## BEGIN Rows

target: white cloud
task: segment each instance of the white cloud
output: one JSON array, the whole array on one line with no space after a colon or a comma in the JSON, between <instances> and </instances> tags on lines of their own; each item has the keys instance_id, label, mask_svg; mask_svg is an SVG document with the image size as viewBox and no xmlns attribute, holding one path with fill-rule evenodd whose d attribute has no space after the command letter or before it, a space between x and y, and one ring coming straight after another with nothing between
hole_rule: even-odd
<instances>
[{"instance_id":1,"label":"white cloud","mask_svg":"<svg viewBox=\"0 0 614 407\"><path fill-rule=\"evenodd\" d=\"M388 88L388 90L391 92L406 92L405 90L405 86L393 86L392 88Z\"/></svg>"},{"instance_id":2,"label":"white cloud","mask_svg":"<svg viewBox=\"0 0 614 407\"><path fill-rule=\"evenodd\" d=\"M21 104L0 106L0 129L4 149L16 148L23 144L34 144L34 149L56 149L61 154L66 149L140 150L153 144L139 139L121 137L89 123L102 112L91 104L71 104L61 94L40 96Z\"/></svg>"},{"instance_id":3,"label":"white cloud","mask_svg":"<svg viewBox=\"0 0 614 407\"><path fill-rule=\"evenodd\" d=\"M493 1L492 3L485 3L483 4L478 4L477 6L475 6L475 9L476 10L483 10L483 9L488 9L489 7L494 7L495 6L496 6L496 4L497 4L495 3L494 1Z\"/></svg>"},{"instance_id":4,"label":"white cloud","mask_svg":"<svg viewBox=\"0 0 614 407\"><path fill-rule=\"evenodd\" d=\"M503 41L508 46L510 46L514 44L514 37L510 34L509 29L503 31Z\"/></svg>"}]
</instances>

## END Rows

Return the whole listing exactly.

◆ **Solution below**:
target: white cloud
task: segment each instance of the white cloud
output: one JSON array, the whole array on one line with no space after a colon or a comma in the JSON, between <instances> and </instances> tags on lines of their own; each item has the keys instance_id, label, mask_svg; mask_svg is an SVG document with the image size as viewBox and no xmlns attribute, holding one path with fill-rule evenodd whose d attribute has no space after the command letter or before it, a space between x and y, and one ring coming straight after another with nothing between
hole_rule: even-odd
<instances>
[{"instance_id":1,"label":"white cloud","mask_svg":"<svg viewBox=\"0 0 614 407\"><path fill-rule=\"evenodd\" d=\"M388 88L388 90L391 92L406 92L405 90L405 86L393 86L392 88Z\"/></svg>"},{"instance_id":2,"label":"white cloud","mask_svg":"<svg viewBox=\"0 0 614 407\"><path fill-rule=\"evenodd\" d=\"M21 104L0 106L0 129L4 149L16 148L23 144L34 144L34 149L56 149L61 154L66 149L140 150L153 144L139 139L121 137L89 123L102 112L91 104L71 104L61 94L40 96Z\"/></svg>"},{"instance_id":3,"label":"white cloud","mask_svg":"<svg viewBox=\"0 0 614 407\"><path fill-rule=\"evenodd\" d=\"M493 1L492 3L485 3L483 4L478 4L477 6L475 6L475 9L476 10L483 10L483 9L488 9L489 7L494 7L495 6L496 6L496 4L497 4L495 3L494 1Z\"/></svg>"},{"instance_id":4,"label":"white cloud","mask_svg":"<svg viewBox=\"0 0 614 407\"><path fill-rule=\"evenodd\" d=\"M503 41L508 46L510 46L514 44L514 37L510 34L509 29L503 31Z\"/></svg>"}]
</instances>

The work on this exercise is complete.